## What the exercise asks
State how many lines of the entries hold the string "leafy", and nothing more.

Data for this exercise section start

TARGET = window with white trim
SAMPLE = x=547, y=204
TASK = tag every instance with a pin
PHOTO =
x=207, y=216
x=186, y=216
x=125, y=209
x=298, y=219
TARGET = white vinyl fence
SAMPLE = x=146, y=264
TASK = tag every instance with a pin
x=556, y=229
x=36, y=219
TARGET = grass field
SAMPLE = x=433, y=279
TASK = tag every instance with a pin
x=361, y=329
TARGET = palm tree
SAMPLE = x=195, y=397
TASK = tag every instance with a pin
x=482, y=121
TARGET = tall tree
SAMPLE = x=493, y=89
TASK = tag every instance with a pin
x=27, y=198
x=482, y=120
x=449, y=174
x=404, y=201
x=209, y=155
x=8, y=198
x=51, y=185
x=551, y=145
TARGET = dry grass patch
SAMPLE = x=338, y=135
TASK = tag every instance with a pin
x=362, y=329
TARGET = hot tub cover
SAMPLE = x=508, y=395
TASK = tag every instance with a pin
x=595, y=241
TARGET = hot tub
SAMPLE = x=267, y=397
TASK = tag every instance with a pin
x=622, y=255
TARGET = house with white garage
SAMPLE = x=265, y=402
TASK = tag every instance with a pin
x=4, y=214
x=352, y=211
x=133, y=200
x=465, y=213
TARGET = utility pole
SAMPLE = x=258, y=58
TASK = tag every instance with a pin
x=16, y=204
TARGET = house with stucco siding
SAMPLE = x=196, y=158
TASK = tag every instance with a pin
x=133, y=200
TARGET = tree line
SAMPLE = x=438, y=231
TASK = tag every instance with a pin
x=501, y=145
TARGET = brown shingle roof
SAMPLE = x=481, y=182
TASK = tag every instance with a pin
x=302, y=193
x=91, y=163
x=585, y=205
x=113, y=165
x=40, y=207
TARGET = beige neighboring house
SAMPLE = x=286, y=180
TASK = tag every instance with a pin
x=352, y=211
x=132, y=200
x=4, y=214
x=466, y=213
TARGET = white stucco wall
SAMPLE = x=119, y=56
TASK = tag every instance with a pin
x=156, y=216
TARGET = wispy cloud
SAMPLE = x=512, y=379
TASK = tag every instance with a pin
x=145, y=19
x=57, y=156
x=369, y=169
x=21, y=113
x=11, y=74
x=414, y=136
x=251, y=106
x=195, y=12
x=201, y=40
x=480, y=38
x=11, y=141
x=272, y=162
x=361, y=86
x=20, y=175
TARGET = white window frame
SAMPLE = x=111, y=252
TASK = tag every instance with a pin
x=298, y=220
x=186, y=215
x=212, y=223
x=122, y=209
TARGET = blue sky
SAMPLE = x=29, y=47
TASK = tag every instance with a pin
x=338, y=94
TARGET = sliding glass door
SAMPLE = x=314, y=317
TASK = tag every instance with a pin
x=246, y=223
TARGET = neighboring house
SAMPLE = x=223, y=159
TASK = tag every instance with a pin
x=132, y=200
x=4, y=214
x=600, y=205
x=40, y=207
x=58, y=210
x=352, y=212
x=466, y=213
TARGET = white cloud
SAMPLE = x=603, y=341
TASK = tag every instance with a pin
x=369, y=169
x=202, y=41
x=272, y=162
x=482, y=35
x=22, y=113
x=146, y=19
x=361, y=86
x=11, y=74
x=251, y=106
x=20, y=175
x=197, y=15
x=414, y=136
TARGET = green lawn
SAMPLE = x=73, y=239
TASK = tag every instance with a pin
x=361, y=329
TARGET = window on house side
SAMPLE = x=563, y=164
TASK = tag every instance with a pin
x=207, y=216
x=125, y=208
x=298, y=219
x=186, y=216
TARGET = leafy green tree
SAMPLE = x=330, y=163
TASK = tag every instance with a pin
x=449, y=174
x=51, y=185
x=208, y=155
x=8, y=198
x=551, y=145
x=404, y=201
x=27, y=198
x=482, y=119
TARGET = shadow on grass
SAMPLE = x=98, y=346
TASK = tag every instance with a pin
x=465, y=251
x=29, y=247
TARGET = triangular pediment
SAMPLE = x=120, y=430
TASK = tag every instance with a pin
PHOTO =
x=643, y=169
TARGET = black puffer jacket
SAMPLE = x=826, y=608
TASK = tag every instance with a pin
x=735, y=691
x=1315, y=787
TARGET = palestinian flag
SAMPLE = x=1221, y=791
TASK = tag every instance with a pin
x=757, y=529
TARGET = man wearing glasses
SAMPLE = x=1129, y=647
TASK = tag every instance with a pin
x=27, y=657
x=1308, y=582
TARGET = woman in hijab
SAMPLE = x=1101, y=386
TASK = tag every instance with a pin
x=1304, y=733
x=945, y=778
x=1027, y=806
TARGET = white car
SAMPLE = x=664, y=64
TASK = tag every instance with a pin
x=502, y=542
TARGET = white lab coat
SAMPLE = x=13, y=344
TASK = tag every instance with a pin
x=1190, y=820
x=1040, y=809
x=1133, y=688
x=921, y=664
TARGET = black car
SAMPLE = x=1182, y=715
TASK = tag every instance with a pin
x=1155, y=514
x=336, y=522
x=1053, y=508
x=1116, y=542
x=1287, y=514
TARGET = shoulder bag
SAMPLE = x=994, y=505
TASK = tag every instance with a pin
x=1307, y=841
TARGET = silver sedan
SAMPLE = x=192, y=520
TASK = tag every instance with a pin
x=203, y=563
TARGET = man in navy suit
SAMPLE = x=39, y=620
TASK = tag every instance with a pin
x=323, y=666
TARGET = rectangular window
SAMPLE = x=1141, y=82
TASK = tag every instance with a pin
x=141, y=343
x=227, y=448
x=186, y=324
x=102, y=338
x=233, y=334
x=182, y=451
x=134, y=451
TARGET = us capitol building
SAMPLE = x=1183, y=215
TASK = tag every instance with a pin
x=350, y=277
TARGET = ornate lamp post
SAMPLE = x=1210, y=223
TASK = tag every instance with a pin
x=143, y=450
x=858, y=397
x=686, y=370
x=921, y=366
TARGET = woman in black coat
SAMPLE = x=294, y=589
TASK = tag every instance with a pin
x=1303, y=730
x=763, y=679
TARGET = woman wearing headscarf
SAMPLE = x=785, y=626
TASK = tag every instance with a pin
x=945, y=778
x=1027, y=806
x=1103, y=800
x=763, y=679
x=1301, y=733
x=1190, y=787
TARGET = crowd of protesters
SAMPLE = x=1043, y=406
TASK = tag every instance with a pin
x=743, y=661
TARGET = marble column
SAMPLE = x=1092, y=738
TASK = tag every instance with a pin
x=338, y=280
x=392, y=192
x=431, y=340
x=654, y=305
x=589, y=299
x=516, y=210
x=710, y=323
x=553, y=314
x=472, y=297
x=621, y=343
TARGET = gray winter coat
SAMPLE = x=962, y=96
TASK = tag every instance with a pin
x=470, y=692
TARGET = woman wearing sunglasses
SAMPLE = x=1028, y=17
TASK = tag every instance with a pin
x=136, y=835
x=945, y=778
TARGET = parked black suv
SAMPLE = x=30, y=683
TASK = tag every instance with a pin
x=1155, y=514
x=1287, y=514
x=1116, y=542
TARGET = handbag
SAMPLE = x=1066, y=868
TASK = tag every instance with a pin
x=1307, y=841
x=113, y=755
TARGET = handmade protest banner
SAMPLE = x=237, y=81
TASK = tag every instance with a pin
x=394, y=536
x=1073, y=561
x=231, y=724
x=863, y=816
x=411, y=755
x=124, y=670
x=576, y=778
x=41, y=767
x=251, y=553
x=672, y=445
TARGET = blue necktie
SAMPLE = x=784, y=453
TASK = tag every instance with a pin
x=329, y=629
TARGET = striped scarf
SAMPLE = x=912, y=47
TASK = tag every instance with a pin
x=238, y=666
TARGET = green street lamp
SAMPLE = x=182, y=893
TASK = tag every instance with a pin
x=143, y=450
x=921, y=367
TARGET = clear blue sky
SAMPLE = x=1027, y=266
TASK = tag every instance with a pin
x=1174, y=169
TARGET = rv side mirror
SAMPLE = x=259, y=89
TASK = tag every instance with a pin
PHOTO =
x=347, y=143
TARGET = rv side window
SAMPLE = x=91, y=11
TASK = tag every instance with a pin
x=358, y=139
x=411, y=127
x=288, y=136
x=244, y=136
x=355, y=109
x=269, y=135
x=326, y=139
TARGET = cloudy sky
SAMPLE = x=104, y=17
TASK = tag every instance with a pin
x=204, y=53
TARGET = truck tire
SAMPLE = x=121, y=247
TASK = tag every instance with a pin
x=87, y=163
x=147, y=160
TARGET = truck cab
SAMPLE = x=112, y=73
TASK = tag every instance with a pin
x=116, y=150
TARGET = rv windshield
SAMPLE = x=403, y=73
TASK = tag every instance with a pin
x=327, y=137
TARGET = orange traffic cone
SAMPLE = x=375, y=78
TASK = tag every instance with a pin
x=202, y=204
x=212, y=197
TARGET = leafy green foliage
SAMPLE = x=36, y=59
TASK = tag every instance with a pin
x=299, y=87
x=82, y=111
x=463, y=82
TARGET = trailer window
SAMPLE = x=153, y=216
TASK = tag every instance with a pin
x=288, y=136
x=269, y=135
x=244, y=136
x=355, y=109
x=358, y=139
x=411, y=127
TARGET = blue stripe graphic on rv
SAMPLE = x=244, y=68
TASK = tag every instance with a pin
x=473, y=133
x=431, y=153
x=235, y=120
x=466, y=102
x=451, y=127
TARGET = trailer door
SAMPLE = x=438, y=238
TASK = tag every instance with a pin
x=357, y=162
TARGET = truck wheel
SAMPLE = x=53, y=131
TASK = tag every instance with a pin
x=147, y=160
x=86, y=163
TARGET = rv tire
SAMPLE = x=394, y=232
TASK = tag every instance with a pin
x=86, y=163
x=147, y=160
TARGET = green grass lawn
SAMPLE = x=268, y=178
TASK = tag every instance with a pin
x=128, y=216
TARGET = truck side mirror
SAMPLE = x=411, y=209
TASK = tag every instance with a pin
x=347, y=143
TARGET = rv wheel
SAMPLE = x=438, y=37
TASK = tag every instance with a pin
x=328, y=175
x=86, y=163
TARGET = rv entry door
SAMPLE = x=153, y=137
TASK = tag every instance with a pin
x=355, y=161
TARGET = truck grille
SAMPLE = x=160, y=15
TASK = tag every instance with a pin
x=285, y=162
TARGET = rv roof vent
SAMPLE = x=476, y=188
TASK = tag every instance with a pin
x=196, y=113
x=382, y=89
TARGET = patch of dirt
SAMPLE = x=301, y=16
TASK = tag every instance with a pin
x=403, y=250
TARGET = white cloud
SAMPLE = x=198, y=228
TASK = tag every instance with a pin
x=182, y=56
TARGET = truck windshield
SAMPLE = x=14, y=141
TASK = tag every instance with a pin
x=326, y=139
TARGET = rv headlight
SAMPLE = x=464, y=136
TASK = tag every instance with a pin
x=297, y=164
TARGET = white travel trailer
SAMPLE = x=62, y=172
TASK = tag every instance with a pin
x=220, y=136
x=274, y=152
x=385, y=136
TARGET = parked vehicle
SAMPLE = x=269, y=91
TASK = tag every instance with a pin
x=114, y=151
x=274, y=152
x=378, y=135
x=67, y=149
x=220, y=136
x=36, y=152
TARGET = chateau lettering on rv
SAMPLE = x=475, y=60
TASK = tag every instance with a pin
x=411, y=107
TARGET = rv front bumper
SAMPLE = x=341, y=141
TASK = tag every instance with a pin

Data for this exercise section end

## Exercise response
2